» **WHAT TO DO**
Which lines of the entries below hold the word "building"? Report each of them.

» **DATASET ENTRIES**
....................
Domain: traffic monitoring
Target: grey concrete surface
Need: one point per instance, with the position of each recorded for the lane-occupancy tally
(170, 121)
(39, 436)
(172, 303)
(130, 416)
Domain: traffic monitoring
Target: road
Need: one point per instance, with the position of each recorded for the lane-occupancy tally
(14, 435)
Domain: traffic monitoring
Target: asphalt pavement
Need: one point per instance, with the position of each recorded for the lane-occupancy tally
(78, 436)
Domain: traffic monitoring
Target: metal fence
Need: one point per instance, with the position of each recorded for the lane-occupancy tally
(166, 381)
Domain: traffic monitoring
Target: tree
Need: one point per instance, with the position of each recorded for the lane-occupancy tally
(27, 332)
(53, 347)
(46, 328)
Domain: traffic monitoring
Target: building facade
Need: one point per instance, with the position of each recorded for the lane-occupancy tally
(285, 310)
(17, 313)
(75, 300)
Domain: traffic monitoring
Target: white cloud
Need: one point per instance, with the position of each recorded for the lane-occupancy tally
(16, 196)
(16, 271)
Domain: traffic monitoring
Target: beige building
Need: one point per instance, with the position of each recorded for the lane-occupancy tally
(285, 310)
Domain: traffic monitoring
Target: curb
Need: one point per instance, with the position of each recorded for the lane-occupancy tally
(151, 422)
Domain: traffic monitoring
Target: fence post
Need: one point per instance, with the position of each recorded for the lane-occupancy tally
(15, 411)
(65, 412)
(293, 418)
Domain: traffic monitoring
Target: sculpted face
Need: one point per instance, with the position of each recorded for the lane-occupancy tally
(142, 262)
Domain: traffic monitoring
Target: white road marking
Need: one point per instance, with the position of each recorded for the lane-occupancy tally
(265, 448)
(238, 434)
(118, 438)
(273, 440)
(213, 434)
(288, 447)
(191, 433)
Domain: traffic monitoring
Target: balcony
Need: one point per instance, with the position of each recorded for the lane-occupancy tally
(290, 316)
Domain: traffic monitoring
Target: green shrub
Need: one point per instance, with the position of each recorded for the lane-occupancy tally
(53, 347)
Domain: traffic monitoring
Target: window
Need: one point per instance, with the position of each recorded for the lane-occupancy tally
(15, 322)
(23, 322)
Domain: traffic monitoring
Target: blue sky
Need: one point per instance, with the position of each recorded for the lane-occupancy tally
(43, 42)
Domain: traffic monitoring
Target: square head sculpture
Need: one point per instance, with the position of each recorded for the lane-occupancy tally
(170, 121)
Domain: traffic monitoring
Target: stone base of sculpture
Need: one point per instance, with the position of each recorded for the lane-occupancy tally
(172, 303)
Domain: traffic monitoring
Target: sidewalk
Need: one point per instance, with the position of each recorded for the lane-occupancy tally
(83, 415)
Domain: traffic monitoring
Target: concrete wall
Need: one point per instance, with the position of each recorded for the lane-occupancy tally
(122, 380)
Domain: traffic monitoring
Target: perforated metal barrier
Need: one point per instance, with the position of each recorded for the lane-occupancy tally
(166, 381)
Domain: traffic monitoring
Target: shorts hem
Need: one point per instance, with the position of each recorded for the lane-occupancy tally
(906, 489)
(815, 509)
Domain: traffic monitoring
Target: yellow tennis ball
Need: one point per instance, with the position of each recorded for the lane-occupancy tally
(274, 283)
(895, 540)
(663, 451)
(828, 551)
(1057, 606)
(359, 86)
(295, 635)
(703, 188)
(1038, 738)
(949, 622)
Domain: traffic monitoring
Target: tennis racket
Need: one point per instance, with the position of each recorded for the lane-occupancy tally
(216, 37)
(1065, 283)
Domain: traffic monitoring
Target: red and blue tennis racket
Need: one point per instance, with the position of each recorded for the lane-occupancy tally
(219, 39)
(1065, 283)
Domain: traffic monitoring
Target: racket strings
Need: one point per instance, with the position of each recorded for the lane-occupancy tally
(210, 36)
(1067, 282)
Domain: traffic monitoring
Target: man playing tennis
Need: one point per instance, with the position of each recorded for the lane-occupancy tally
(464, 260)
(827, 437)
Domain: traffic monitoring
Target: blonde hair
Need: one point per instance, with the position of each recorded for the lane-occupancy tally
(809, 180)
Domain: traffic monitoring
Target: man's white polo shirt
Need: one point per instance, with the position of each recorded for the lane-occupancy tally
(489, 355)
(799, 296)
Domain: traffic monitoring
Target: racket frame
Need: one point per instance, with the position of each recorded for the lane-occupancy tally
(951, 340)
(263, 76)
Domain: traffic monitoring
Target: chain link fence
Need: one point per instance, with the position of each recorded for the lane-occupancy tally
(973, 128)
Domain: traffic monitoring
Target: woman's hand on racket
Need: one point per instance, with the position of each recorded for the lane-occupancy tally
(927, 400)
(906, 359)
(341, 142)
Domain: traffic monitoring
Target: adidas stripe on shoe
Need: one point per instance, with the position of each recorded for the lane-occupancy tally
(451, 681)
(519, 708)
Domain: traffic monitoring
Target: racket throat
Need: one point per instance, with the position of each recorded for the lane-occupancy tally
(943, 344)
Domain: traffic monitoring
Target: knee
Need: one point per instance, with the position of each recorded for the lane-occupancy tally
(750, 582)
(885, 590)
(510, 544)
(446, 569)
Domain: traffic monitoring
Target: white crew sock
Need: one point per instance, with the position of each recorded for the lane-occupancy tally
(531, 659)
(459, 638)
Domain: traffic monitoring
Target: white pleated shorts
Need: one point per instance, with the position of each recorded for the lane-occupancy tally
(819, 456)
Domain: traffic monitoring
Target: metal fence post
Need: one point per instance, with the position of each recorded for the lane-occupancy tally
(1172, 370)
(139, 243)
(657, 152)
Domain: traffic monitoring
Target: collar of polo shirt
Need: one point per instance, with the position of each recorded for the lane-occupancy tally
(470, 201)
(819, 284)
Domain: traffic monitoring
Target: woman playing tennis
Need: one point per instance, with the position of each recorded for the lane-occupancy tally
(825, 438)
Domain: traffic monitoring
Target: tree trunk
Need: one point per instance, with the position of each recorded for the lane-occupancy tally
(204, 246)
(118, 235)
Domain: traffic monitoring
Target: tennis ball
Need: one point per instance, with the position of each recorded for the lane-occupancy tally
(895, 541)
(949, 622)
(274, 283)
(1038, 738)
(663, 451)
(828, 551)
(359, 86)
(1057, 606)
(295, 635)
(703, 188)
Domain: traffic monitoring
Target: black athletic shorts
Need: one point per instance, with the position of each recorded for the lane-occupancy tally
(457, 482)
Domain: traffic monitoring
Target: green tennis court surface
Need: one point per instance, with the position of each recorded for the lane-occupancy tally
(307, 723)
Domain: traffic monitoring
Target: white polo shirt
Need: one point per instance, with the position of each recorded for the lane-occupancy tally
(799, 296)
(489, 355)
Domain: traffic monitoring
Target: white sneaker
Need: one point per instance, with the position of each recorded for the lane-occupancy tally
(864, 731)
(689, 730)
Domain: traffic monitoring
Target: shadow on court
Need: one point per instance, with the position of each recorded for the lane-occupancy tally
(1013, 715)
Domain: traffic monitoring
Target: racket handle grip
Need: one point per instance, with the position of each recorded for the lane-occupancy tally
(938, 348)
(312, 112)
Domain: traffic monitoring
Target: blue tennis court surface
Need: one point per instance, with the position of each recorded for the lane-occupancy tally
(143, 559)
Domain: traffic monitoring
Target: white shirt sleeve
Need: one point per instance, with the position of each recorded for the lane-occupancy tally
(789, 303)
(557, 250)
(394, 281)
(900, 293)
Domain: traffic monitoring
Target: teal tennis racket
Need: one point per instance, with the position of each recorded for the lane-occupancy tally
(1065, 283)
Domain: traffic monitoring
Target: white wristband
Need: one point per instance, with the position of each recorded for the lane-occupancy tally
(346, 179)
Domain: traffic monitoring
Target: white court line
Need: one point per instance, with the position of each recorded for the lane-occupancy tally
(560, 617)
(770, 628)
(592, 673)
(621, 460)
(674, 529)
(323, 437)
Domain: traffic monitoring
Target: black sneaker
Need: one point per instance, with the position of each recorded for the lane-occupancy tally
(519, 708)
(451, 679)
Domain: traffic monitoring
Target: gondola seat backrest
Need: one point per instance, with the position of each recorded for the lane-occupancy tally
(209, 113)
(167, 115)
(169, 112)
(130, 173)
....................
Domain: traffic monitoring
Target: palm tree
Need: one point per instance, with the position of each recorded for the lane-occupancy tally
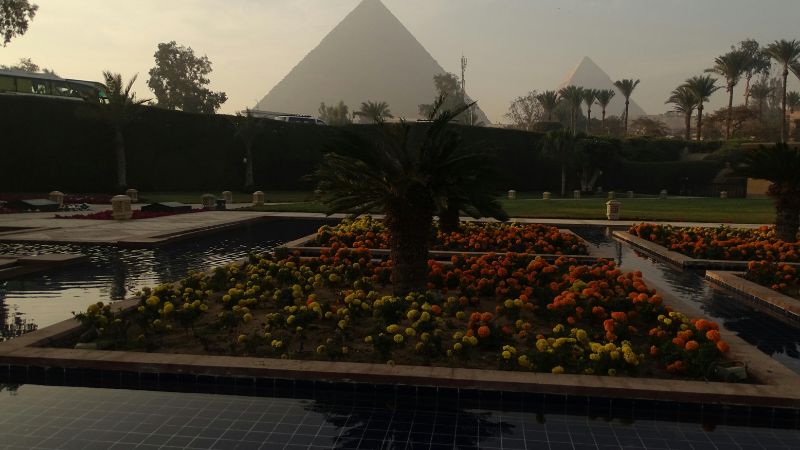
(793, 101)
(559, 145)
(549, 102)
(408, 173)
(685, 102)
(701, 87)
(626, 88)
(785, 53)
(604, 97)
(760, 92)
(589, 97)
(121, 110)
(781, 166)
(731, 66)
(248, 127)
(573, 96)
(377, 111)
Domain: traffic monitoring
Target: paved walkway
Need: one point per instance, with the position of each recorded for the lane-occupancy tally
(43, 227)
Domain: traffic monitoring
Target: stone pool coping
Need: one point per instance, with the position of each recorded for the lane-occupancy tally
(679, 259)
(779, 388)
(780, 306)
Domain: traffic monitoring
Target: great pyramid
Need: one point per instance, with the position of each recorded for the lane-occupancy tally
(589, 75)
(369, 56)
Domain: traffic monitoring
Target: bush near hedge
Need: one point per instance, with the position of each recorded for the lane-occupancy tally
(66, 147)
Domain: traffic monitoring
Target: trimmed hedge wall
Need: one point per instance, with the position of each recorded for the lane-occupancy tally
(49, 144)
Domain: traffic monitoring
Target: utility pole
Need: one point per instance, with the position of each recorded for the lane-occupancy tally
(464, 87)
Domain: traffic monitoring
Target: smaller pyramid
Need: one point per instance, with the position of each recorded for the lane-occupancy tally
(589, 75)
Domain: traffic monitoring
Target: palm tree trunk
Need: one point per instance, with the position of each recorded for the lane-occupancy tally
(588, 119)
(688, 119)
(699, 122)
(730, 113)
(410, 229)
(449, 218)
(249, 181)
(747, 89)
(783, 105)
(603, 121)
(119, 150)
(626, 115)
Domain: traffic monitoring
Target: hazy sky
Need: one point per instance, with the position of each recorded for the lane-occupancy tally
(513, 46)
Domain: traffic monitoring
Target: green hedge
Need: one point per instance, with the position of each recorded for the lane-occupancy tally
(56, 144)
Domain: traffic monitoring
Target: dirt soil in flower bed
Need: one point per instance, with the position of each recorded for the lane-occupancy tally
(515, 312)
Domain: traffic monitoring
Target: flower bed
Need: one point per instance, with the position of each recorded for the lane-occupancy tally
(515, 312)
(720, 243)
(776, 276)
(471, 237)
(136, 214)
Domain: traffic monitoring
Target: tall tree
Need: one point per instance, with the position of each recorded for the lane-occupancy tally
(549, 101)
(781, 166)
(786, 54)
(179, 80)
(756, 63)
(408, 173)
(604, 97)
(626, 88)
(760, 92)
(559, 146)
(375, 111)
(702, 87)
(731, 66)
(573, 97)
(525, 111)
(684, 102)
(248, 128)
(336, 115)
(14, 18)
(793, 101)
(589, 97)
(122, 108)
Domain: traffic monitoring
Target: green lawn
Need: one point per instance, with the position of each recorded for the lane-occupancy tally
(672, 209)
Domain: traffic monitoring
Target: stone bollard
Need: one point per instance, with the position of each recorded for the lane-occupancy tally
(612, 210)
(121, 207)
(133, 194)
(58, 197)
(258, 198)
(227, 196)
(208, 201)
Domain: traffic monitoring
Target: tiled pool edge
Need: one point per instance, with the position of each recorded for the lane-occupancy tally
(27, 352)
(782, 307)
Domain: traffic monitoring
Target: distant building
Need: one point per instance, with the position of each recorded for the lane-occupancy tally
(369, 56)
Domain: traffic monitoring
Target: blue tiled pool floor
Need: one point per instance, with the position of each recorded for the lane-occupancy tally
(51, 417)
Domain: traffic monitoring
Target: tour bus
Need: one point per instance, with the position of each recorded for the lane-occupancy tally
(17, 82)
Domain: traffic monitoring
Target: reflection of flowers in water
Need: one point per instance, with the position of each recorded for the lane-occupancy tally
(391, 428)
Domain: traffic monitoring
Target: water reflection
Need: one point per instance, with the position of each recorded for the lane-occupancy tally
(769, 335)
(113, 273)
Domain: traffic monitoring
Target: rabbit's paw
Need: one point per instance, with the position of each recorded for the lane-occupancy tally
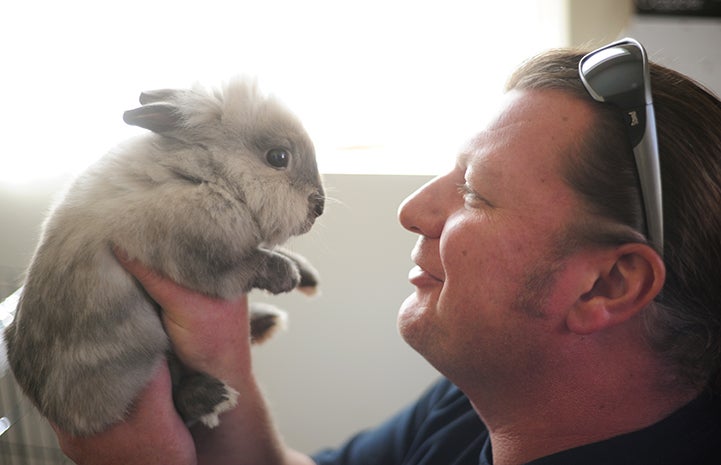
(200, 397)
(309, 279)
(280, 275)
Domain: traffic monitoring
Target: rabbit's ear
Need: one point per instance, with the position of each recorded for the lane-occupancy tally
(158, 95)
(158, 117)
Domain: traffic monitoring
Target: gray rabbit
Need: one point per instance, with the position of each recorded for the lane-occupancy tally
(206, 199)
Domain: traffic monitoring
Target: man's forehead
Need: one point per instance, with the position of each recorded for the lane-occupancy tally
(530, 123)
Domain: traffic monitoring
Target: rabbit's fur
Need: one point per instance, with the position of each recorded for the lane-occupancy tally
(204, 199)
....................
» **ANSWER SECTION**
Target: building facade
Target: beige building
Target: distant building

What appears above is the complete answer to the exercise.